__The exercise__. Go through the lines below and copy out every one that has the word "wood" in it.

===== Data for this task =====

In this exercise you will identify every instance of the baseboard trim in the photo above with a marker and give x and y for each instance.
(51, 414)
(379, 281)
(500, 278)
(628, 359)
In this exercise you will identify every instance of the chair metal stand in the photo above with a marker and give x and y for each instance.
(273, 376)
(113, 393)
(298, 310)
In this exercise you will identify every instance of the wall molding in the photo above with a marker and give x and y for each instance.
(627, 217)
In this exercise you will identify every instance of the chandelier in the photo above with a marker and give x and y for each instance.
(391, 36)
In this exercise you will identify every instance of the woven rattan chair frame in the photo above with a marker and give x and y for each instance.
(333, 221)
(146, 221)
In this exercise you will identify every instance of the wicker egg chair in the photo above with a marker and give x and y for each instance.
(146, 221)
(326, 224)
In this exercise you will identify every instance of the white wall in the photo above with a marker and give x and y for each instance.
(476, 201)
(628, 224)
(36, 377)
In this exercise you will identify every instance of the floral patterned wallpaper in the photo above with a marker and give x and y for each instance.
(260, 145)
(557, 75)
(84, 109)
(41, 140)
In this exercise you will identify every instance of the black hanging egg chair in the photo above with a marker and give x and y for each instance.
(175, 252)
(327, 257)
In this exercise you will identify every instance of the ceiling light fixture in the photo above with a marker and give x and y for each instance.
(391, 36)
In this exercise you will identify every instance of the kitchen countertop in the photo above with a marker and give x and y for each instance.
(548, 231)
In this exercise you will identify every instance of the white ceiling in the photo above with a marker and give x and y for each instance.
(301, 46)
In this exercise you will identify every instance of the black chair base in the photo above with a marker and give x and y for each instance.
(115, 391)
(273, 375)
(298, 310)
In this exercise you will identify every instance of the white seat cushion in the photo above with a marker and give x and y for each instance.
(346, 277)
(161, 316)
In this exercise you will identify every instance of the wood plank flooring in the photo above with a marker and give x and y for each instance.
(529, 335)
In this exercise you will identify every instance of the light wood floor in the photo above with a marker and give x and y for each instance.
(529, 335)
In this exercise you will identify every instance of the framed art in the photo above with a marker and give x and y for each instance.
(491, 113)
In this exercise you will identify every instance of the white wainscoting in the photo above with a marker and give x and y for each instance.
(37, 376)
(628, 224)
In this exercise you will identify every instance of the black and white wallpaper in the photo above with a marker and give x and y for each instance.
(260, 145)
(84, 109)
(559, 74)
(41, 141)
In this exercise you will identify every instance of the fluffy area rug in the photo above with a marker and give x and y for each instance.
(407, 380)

=====
===== Data for this task =====

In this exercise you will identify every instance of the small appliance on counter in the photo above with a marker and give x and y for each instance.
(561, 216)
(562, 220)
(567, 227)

=====

__Answer in full__.
In this exercise you will identify every instance of the wood plank flooring in the photo above with a marker and give x and y for each instance.
In this exercise you will identify every instance of the light wood floor in the photo above with a marker and give x and y for each instance.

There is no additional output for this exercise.